**PROBLEM REQUIREMENTS**.
Copy the material below, substituting "Result" for every occurrence of "Traced" and keeping everything else unchanged.

**MATERIAL PROVIDED**.
-- start --

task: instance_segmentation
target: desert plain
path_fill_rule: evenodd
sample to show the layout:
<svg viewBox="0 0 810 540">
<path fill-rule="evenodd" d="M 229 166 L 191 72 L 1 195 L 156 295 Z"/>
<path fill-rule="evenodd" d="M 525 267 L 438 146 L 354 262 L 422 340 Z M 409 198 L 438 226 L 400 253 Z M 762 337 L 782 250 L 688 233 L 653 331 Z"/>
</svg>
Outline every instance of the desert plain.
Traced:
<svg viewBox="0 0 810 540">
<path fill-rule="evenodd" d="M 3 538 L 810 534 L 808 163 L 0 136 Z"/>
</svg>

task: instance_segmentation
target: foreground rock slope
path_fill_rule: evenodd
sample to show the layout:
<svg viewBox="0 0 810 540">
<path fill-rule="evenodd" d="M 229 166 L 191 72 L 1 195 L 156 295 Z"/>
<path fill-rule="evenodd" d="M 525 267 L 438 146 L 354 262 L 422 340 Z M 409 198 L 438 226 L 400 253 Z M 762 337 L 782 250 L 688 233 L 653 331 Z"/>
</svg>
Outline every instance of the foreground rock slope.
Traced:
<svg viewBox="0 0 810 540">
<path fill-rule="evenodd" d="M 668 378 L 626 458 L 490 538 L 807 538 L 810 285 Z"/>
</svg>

-- end --

**RESPONSE TO THIS TASK**.
task: instance_segmentation
target: desert plain
path_fill_rule: evenodd
sample to show the layout:
<svg viewBox="0 0 810 540">
<path fill-rule="evenodd" d="M 229 166 L 191 72 L 1 195 L 156 295 Z"/>
<path fill-rule="evenodd" d="M 525 267 L 438 146 L 354 262 L 422 340 Z M 409 198 L 438 226 L 400 253 Z M 762 337 L 782 250 L 688 233 L 653 331 Z"/>
</svg>
Outline every instance of the desert plain.
Result:
<svg viewBox="0 0 810 540">
<path fill-rule="evenodd" d="M 3 538 L 810 534 L 808 163 L 0 136 Z"/>
</svg>

task: instance_segmentation
target: foreground rock slope
path_fill_rule: evenodd
sample to show the layout:
<svg viewBox="0 0 810 540">
<path fill-rule="evenodd" d="M 229 166 L 191 72 L 1 195 L 156 295 Z"/>
<path fill-rule="evenodd" d="M 525 267 L 438 146 L 354 262 L 422 340 Z M 409 198 L 438 226 L 400 253 Z M 762 337 L 782 250 L 688 233 L 653 331 Z"/>
</svg>
Outline every instance of the foreground rock slope.
Result:
<svg viewBox="0 0 810 540">
<path fill-rule="evenodd" d="M 668 378 L 626 458 L 490 538 L 807 538 L 810 285 Z"/>
</svg>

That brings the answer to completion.